• **THE REQUEST**: Quote the listing below verbatim from start to finish, omitting the pictures.

* START *

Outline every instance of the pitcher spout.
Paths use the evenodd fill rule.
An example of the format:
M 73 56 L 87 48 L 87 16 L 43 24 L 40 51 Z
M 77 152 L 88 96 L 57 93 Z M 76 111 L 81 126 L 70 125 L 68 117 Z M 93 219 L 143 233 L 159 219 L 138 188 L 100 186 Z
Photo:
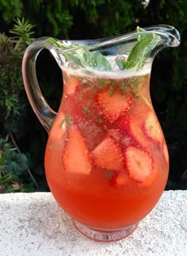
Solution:
M 157 25 L 113 38 L 89 40 L 44 41 L 59 66 L 72 70 L 118 72 L 128 70 L 139 71 L 144 67 L 151 70 L 156 54 L 166 47 L 180 44 L 178 31 L 170 25 Z
M 155 32 L 160 36 L 163 46 L 177 47 L 181 43 L 181 36 L 177 29 L 168 25 L 160 25 L 144 29 L 146 31 Z

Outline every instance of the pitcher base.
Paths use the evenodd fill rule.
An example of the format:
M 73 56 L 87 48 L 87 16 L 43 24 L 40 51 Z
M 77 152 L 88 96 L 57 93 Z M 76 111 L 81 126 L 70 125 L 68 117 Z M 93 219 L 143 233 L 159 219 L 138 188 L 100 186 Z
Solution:
M 135 224 L 116 231 L 102 231 L 88 227 L 74 220 L 73 220 L 73 223 L 77 230 L 86 237 L 104 243 L 121 240 L 131 235 L 138 227 L 138 224 Z

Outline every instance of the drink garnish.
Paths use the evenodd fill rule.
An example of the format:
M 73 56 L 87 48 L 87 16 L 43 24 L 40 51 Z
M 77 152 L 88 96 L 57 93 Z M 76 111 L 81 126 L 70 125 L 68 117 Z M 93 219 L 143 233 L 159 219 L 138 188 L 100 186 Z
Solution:
M 160 40 L 160 36 L 156 33 L 149 32 L 139 27 L 137 27 L 136 31 L 138 33 L 137 42 L 131 49 L 128 58 L 125 59 L 124 56 L 118 55 L 115 59 L 120 70 L 141 69 L 146 60 L 151 56 L 151 51 Z M 108 71 L 113 70 L 107 58 L 99 51 L 92 50 L 90 45 L 59 41 L 52 37 L 45 40 L 44 43 L 49 43 L 55 47 L 63 49 L 62 54 L 66 61 L 71 63 L 74 67 Z
M 124 168 L 124 157 L 115 139 L 106 136 L 92 151 L 95 164 L 103 169 L 120 171 Z
M 132 101 L 132 94 L 131 93 L 124 94 L 119 86 L 113 89 L 113 94 L 109 88 L 105 88 L 96 96 L 96 104 L 100 109 L 101 116 L 110 123 L 113 123 L 120 115 L 128 111 Z

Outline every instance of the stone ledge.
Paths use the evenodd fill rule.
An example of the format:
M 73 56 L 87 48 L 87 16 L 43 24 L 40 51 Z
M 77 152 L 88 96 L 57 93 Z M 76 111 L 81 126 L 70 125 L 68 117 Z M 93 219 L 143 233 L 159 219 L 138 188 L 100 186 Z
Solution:
M 114 243 L 78 233 L 50 193 L 0 194 L 0 255 L 187 255 L 187 190 L 165 191 L 129 237 Z

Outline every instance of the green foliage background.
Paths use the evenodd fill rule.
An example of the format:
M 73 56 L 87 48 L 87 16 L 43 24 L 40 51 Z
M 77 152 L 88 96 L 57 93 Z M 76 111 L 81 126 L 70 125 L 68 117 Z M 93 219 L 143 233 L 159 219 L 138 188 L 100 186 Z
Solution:
M 181 33 L 181 44 L 177 48 L 166 48 L 156 56 L 152 69 L 151 93 L 170 156 L 166 189 L 187 189 L 187 1 L 151 0 L 147 5 L 140 0 L 0 0 L 0 17 L 1 33 L 5 32 L 10 36 L 10 29 L 13 26 L 13 19 L 24 17 L 36 25 L 32 29 L 35 38 L 45 36 L 59 39 L 92 39 L 126 33 L 134 30 L 137 25 L 146 27 L 167 24 L 176 27 Z M 22 49 L 25 47 L 22 44 Z M 1 45 L 0 52 L 2 60 L 3 49 Z M 19 94 L 16 101 L 19 104 L 10 101 L 13 106 L 11 111 L 16 110 L 16 113 L 10 115 L 6 123 L 5 113 L 7 114 L 9 105 L 0 104 L 0 136 L 2 139 L 0 142 L 0 155 L 6 152 L 8 154 L 10 148 L 13 147 L 11 135 L 20 152 L 24 153 L 27 159 L 27 166 L 23 169 L 25 172 L 11 177 L 14 185 L 17 182 L 21 185 L 13 189 L 13 182 L 10 182 L 6 192 L 23 189 L 44 191 L 48 189 L 44 171 L 48 136 L 31 109 L 24 92 L 20 73 L 21 57 L 14 57 L 10 51 L 9 79 L 10 78 L 15 83 Z M 1 68 L 0 99 L 3 86 L 10 82 L 3 72 L 6 73 Z M 63 93 L 61 72 L 52 57 L 45 51 L 38 57 L 37 75 L 44 96 L 57 111 Z M 9 95 L 10 97 L 11 94 Z M 13 118 L 11 119 L 11 117 Z M 10 140 L 13 145 L 7 146 L 7 140 Z M 17 153 L 19 154 L 17 151 Z M 1 166 L 3 164 L 5 161 L 0 162 L 0 185 Z M 31 170 L 34 179 L 28 170 Z M 4 174 L 8 173 L 6 171 Z

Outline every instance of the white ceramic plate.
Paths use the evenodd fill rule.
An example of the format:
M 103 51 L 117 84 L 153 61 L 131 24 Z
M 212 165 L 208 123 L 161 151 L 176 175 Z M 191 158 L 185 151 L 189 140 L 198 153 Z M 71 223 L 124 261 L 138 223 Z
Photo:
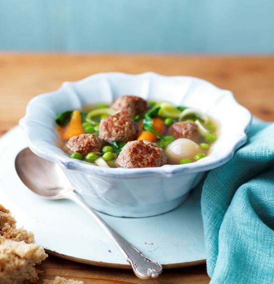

* END *

• **RESULT OF THE EXERCISE**:
Outline every instance of the pitcher spout.
Paths use the evenodd fill rule.
An example of the format:
M 73 56 L 87 48 L 87 16 L 43 24 L 40 51 Z
M 77 152 L 88 96 L 57 93 Z M 76 111 L 81 126 L 70 125 L 68 117 Z M 93 219 L 143 233 L 159 219 L 138 188 L 100 186 Z
Photo:
Solution:
M 157 25 L 113 38 L 89 40 L 44 41 L 59 66 L 72 70 L 118 72 L 128 70 L 139 71 L 144 67 L 151 70 L 156 54 L 166 47 L 180 44 L 178 31 L 170 25 Z
M 155 32 L 160 36 L 163 46 L 177 47 L 181 43 L 181 36 L 177 29 L 168 25 L 160 25 L 144 29 L 146 31 Z

Outline every instance of the pitcher base.
Paths use the evenodd fill rule.
An example of the format:
M 73 56 L 87 48 L 87 16 L 43 24 L 40 51 Z
M 77 152 L 88 96 L 57 93 Z M 76 111 L 81 126 L 70 125 L 68 117 Z M 93 219 L 143 233 L 159 219 L 138 188 L 100 186 Z
Solution:
M 135 224 L 116 231 L 102 231 L 88 227 L 74 220 L 73 220 L 73 223 L 77 230 L 86 237 L 104 243 L 121 240 L 131 235 L 138 227 L 138 224 Z

Outline every instance of the drink garnish.
Paths use the evenodd fill rule.
An example of the format:
M 73 56 L 87 48 L 87 16 L 43 24 L 40 51 Z
M 77 152 L 88 96 L 57 93 Z M 76 111 L 81 126 L 70 125 L 68 117 Z M 93 219 L 143 233 L 159 219 L 138 188 L 100 186 Z
Solution:
M 160 40 L 160 36 L 156 33 L 149 32 L 139 27 L 137 27 L 136 31 L 138 33 L 137 42 L 131 49 L 128 58 L 125 59 L 124 56 L 118 55 L 115 59 L 120 70 L 141 69 L 146 60 L 151 56 L 151 51 Z M 108 71 L 113 70 L 107 58 L 99 51 L 92 50 L 90 45 L 59 41 L 52 37 L 45 40 L 44 43 L 49 43 L 55 47 L 63 49 L 62 54 L 66 61 L 71 63 L 74 67 Z
M 124 168 L 124 157 L 115 139 L 106 136 L 92 151 L 95 164 L 103 169 L 120 171 Z
M 132 101 L 132 94 L 131 93 L 124 94 L 119 86 L 113 89 L 113 94 L 109 88 L 105 88 L 96 96 L 96 104 L 100 109 L 101 116 L 110 123 L 113 123 L 120 115 L 128 111 Z

Outline every instance of the stone ledge.
Paths use the evenodd fill rule.
An example of the format:
M 73 56 L 87 48 L 87 16 L 43 24 L 40 51 Z
M 77 152 L 88 96 L 57 93 Z M 76 111 L 81 126 L 70 125 L 68 117 Z M 93 219 L 143 233 L 159 219 L 138 188 L 100 186 Z
Solution:
M 114 243 L 78 233 L 50 193 L 0 194 L 0 255 L 187 255 L 187 190 L 165 191 L 129 237 Z

Outline every instance of the green foliage background.
Paths use the evenodd fill rule.
An example of the format:
M 73 56 L 87 48 L 87 16 L 43 24 L 40 51 Z
M 77 152 L 88 96 L 57 93 Z M 76 111 L 81 126 L 70 125 L 68 117 Z M 93 219 L 143 233 L 159 219 L 138 188 L 100 186 Z
Solution:
M 181 33 L 181 44 L 177 48 L 166 48 L 156 56 L 152 69 L 151 93 L 170 156 L 166 189 L 187 189 L 187 1 L 151 0 L 147 5 L 140 0 L 0 0 L 0 17 L 1 33 L 5 32 L 10 36 L 10 29 L 13 26 L 13 19 L 24 17 L 36 25 L 32 29 L 35 38 L 45 36 L 59 39 L 92 39 L 126 33 L 134 30 L 137 25 L 146 27 L 167 24 L 176 27 Z M 22 49 L 25 47 L 22 44 Z M 1 45 L 0 52 L 2 60 L 3 49 Z M 19 94 L 16 101 L 19 104 L 10 101 L 13 106 L 11 111 L 16 110 L 16 113 L 10 115 L 6 123 L 5 113 L 7 114 L 9 105 L 0 104 L 0 136 L 2 139 L 0 142 L 0 155 L 6 152 L 8 154 L 10 148 L 13 147 L 11 135 L 20 152 L 24 153 L 27 159 L 27 166 L 23 169 L 25 172 L 11 177 L 14 185 L 17 182 L 21 185 L 13 189 L 13 182 L 10 182 L 6 192 L 23 189 L 44 191 L 48 189 L 44 171 L 48 136 L 31 109 L 24 92 L 20 73 L 21 57 L 14 57 L 10 51 L 9 79 L 10 78 L 15 83 Z M 1 68 L 0 99 L 3 86 L 10 82 L 3 72 L 6 73 Z M 63 93 L 61 72 L 52 57 L 45 51 L 38 57 L 37 75 L 44 96 L 57 111 Z M 9 95 L 10 97 L 11 94 Z M 13 118 L 11 119 L 11 117 Z M 10 140 L 13 145 L 7 146 L 7 140 Z M 17 153 L 19 154 L 17 151 Z M 1 166 L 3 164 L 5 161 L 0 162 L 0 185 Z M 31 170 L 34 179 L 28 170 Z M 4 174 L 8 173 L 6 171 Z

Outline every instance of the white ceramic plate.
Paths use the evenodd fill rule.
An example of the format:
M 103 51 L 117 84 L 153 61 L 131 24 Z
M 212 165 L 208 123 L 161 151 L 176 175 Z M 191 158 L 185 151 L 189 140 L 198 153 Z M 71 223 L 124 261 L 138 223 Z
Photo:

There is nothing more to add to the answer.